WHAT NEEDS TO BE DONE
Using the entries that follow, state how many lines contain the word "woman". The response is that number and nothing more.

EXTRACTED MATERIAL

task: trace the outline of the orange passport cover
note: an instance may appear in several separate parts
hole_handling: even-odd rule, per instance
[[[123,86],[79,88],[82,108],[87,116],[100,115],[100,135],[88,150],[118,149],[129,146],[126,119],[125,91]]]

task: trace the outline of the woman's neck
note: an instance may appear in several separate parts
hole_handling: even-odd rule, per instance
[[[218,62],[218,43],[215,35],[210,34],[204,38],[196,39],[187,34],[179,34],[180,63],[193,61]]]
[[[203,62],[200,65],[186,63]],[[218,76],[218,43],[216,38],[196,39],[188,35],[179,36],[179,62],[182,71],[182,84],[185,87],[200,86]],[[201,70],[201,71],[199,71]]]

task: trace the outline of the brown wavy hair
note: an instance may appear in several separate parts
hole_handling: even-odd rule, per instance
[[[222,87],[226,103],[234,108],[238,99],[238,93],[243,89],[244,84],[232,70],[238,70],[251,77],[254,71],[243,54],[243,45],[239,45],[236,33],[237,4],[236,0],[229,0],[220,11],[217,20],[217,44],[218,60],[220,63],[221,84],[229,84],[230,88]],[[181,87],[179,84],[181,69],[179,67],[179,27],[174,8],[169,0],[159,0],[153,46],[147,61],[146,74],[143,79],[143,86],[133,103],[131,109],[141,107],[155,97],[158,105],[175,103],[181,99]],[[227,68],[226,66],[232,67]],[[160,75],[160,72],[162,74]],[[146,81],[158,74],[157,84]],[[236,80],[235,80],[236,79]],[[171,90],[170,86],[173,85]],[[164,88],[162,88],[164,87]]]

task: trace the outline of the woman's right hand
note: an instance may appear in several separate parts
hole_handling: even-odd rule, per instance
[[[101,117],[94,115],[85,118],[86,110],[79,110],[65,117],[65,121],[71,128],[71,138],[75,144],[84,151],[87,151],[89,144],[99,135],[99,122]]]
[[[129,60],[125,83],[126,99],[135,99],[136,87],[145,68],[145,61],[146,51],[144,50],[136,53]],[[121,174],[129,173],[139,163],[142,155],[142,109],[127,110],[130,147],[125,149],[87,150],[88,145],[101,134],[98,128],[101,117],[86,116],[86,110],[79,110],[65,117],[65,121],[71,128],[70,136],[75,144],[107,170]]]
...
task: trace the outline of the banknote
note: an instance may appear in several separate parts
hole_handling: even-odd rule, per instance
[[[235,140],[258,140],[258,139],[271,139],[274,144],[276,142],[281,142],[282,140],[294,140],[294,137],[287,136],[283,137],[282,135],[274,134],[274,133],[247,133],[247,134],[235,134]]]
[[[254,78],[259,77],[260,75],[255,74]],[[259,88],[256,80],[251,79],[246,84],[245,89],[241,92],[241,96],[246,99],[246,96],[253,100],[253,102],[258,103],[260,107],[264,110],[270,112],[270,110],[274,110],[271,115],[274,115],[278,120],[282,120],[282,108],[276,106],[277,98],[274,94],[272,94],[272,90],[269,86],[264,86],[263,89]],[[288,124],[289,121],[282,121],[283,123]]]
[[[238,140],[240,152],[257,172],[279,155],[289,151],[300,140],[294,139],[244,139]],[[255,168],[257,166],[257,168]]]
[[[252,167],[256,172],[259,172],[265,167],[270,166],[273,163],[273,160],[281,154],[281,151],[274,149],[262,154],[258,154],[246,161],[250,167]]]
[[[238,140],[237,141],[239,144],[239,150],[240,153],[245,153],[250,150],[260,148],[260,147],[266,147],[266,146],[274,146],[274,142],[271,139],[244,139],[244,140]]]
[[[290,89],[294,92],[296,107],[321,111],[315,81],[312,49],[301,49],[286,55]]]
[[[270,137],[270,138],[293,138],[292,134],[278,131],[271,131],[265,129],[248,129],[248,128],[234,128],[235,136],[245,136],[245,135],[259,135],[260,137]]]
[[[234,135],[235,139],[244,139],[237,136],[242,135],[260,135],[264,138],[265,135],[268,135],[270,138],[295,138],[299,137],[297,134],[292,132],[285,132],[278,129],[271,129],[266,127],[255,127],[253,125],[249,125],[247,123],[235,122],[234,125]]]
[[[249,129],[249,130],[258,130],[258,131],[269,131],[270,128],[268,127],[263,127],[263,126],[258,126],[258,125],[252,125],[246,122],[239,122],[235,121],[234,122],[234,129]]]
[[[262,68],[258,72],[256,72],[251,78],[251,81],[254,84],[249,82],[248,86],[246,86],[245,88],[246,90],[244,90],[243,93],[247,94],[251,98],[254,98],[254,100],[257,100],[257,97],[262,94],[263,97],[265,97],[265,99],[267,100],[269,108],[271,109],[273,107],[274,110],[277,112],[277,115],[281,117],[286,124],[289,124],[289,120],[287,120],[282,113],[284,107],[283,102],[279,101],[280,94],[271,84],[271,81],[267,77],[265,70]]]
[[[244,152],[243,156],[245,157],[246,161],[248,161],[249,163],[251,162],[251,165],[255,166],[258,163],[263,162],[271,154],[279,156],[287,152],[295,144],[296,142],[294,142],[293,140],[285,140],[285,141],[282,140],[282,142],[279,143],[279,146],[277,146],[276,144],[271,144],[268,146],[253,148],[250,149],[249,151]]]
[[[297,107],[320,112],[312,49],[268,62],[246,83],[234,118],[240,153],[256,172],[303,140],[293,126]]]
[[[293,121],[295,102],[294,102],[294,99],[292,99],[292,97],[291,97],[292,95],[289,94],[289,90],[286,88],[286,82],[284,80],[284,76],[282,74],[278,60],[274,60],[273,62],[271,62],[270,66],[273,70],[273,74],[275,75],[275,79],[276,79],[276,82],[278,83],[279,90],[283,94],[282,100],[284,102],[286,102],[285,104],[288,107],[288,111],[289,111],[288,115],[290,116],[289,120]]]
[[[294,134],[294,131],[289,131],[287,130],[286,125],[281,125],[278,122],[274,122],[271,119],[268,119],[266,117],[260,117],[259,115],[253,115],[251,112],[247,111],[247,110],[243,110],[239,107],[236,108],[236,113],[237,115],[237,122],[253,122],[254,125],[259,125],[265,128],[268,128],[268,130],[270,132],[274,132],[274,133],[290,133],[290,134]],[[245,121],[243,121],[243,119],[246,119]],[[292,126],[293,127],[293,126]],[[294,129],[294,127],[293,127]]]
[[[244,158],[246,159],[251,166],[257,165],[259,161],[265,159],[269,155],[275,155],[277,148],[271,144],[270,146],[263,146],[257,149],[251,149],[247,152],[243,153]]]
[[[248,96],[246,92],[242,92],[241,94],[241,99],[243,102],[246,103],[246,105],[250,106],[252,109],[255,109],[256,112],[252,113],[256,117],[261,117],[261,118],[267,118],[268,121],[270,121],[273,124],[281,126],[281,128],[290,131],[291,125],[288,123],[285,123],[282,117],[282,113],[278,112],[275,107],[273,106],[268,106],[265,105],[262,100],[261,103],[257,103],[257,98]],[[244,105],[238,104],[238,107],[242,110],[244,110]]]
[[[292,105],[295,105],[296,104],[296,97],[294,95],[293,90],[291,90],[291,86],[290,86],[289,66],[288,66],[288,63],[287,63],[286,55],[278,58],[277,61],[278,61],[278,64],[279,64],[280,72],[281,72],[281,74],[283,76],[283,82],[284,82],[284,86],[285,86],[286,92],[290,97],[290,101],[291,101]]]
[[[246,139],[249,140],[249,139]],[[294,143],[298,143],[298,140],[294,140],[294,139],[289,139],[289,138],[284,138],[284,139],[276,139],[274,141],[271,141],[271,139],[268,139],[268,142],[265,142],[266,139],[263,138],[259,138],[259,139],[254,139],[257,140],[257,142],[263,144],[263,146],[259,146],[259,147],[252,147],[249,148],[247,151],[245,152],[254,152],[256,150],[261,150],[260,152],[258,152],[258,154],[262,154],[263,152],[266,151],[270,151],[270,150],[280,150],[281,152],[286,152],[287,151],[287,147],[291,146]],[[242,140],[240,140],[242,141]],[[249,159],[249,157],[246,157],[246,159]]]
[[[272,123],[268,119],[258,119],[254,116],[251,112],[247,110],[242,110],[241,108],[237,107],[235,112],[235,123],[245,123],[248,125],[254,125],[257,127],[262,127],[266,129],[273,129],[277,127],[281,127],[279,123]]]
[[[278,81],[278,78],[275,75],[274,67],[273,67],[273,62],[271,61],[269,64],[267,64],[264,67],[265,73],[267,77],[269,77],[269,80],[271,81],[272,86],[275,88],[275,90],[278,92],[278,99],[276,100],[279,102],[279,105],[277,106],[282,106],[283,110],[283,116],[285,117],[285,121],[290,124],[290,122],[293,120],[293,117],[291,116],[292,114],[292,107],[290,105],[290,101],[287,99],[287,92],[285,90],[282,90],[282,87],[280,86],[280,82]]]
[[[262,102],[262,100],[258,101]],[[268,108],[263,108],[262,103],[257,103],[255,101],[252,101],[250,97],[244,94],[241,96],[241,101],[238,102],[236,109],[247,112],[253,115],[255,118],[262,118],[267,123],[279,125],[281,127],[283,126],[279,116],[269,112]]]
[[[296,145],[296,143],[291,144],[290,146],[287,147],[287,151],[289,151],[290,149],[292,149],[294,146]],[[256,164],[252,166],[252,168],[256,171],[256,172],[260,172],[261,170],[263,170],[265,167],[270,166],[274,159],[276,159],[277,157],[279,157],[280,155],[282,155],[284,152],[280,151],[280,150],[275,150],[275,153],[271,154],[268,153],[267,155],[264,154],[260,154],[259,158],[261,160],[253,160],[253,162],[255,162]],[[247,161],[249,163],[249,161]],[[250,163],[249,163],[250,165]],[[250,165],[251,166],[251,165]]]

RESPONSE TO THIS EXERCISE
2